Pointing and labeling entries:

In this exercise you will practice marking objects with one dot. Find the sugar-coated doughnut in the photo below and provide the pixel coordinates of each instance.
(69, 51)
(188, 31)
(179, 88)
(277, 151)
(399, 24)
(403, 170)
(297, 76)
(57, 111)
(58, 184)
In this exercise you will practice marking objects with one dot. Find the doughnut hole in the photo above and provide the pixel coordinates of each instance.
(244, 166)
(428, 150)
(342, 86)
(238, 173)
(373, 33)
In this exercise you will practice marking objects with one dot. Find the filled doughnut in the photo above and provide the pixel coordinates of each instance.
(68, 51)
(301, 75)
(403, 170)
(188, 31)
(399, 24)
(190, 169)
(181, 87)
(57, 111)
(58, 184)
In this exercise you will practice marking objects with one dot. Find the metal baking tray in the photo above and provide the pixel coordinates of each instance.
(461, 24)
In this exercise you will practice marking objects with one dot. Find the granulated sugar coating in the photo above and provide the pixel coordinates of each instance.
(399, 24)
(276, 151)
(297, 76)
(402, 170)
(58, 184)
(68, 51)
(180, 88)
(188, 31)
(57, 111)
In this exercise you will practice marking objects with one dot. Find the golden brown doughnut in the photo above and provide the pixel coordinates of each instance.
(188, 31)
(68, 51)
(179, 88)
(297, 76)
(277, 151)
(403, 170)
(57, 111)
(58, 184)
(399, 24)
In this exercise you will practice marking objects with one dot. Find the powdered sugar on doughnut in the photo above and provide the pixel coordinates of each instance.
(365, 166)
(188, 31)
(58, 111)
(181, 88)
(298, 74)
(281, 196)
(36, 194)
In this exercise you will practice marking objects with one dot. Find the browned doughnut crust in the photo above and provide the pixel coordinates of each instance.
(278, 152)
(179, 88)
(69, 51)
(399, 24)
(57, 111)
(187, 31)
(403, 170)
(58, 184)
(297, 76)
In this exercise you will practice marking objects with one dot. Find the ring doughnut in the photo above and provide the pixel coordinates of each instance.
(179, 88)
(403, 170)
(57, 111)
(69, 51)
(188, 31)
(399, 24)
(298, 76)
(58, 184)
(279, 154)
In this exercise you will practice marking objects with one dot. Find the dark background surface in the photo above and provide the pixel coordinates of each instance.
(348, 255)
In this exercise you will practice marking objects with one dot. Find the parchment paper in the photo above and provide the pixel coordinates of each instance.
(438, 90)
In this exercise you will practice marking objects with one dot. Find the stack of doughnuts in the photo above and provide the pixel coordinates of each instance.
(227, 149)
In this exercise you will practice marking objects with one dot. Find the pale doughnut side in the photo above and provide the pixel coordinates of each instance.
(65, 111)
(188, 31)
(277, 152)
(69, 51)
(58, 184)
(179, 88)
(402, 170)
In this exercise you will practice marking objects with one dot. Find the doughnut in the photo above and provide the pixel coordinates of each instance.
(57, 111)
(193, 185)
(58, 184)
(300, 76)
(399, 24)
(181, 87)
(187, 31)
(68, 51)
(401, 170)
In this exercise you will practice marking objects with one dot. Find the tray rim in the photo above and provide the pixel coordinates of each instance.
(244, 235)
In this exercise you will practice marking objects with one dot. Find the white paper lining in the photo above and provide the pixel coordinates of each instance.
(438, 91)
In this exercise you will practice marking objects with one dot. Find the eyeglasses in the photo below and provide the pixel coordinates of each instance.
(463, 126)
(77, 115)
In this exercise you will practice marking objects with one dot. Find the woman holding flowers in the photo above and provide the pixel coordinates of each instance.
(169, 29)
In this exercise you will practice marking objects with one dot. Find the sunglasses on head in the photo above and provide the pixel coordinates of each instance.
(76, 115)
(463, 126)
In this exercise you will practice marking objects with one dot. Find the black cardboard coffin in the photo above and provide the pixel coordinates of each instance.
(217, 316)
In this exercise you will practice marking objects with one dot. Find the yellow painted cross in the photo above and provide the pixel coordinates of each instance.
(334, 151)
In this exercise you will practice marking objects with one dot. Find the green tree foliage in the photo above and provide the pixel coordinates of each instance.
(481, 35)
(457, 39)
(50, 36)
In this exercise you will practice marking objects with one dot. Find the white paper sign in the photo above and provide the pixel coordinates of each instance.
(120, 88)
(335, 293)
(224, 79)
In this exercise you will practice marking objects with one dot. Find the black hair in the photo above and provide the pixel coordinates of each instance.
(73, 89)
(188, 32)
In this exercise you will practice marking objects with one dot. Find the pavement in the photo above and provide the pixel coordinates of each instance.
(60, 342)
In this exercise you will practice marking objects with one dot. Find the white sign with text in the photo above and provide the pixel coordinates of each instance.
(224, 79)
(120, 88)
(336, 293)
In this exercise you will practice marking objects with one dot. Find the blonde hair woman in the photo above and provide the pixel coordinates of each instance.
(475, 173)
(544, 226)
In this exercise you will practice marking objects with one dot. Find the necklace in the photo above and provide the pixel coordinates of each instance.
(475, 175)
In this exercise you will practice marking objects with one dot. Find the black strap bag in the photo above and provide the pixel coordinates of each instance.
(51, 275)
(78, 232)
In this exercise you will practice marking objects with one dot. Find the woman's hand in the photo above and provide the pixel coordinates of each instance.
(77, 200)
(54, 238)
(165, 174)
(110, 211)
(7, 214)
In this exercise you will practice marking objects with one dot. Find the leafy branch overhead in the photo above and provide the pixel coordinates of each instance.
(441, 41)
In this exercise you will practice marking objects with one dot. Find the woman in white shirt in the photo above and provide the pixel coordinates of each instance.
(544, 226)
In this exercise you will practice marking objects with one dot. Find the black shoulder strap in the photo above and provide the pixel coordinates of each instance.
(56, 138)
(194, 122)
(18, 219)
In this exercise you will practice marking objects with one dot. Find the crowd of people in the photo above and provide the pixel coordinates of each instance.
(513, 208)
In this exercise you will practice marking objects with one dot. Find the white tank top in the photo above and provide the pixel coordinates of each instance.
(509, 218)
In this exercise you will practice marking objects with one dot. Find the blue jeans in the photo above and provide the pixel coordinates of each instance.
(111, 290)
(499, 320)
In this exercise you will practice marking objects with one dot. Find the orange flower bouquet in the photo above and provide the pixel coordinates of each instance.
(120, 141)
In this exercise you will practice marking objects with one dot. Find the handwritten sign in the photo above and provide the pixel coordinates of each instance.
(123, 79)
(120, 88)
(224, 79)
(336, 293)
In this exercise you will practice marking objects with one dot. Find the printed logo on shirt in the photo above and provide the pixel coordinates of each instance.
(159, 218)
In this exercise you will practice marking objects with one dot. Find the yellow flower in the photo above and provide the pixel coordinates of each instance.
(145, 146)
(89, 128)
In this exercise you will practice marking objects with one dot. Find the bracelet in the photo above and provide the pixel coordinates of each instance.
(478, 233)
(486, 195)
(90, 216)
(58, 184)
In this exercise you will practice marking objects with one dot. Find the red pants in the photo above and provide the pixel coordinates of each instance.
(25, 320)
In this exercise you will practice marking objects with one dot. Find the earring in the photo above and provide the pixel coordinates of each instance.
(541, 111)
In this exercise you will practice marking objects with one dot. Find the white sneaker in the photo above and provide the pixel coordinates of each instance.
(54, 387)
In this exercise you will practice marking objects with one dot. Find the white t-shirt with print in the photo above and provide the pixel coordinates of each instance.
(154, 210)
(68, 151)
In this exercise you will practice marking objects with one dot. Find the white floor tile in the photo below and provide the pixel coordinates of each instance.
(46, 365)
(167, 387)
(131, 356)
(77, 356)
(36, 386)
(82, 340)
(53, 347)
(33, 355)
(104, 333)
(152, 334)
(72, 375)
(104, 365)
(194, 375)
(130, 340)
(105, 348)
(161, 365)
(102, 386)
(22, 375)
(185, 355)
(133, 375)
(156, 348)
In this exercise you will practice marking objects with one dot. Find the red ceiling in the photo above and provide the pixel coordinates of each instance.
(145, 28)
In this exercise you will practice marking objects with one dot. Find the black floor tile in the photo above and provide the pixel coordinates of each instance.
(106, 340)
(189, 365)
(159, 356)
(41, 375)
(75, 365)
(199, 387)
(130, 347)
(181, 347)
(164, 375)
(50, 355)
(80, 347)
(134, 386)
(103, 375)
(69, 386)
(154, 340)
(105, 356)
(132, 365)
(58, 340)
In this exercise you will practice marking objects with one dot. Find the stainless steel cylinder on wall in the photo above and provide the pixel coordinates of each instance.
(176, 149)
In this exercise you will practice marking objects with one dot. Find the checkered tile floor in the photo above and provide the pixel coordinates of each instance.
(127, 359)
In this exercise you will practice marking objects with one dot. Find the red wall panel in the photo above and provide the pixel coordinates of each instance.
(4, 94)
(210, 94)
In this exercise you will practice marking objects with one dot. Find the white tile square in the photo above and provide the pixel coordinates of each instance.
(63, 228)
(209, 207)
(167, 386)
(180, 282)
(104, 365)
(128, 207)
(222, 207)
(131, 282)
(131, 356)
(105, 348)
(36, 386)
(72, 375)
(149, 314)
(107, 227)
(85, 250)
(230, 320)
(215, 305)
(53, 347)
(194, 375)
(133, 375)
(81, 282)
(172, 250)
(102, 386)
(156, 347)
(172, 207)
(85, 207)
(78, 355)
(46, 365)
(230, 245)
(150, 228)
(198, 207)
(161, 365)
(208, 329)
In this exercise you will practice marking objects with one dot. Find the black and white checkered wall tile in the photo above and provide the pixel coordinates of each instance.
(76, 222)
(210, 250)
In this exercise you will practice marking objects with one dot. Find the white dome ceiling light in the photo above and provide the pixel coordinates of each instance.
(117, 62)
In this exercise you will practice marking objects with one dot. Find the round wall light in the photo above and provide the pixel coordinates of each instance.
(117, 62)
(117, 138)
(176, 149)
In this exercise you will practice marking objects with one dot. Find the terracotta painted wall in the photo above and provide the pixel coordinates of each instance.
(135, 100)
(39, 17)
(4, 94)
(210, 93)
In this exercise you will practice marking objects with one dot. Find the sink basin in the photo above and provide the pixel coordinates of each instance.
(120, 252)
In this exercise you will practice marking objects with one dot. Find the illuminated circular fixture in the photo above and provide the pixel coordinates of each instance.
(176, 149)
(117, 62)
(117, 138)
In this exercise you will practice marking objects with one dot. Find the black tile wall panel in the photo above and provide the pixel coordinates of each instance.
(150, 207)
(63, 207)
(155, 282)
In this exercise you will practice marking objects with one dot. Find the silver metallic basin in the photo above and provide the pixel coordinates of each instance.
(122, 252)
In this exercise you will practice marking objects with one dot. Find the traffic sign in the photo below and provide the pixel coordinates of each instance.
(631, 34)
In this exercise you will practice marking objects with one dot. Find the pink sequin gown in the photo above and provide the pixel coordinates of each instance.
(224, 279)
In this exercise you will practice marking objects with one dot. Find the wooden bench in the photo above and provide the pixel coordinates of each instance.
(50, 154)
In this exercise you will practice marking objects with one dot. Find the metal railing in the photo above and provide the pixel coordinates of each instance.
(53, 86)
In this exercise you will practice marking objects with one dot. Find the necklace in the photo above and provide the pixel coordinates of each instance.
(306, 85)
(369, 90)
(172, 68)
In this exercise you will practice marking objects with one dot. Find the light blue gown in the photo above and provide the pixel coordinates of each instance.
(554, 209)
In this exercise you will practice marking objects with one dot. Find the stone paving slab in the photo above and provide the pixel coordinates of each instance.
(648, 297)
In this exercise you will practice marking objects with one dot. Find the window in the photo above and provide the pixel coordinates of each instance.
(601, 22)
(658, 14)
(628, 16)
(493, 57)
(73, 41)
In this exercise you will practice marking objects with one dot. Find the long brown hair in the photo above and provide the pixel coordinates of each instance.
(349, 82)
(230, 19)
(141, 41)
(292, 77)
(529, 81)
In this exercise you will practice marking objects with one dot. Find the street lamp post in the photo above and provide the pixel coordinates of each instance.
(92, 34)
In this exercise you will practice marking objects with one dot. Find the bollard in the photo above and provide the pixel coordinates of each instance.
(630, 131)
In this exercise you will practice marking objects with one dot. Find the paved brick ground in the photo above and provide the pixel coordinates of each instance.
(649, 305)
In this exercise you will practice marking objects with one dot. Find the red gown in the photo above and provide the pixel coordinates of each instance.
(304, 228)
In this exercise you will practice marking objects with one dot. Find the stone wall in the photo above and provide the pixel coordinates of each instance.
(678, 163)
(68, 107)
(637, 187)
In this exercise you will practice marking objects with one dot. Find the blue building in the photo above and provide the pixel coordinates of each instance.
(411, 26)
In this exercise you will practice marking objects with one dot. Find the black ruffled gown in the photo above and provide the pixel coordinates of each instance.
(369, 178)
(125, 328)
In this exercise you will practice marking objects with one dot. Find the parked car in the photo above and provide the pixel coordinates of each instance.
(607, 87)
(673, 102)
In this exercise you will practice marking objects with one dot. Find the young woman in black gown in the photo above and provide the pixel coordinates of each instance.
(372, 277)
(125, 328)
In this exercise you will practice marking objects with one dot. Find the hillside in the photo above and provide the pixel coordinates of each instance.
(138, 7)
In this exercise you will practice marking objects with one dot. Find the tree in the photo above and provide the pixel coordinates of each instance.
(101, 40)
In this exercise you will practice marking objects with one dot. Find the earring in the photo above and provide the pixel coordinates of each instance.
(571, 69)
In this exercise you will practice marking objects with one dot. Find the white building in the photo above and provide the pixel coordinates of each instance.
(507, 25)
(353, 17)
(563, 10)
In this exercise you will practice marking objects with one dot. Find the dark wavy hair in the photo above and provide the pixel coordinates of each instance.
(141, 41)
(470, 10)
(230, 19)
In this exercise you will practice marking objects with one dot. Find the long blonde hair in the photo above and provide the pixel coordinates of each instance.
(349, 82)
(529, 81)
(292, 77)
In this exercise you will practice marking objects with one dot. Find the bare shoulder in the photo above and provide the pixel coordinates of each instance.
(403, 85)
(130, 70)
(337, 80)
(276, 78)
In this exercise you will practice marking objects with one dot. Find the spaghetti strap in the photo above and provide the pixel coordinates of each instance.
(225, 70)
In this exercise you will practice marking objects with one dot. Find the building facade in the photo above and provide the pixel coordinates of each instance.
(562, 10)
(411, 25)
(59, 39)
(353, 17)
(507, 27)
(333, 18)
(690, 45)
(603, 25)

- [DO THIS]: Write out only the final block of lines, starting at the line with "the white building" and running to the end of the material.

- [EXERCISE ANSWER]:
In this exercise you will practice marking objects with one dot. Find the white building in the photo above and provide the pixel coordinates of each instance.
(507, 25)
(353, 17)
(563, 10)
In this exercise you will practice marking objects with one dot. Find the dark wavy hair in the photo above and provide the pixel coordinates of each instance.
(141, 41)
(470, 10)
(230, 19)
In this exercise you will practice marking objects with one dot. Find the long blonde hair in the photo above and provide the pixel coordinates of each instance.
(349, 82)
(529, 81)
(292, 77)
In this exercise you will practice marking objects with one dot. Find the bare shoulder in the photo above and provide the pixel coordinates of each instance.
(403, 85)
(130, 70)
(337, 80)
(276, 78)
In this exercise you will practice marking objects with one dot. Find the spaghetti strap in the photo above and provide the pixel coordinates of each instance.
(225, 70)
In this exercise you will practice marking objects with one dot. Find the building facade in the photo above and provide the pixel coordinates of each instance.
(562, 10)
(411, 25)
(59, 39)
(353, 17)
(507, 27)
(333, 18)
(690, 45)
(603, 25)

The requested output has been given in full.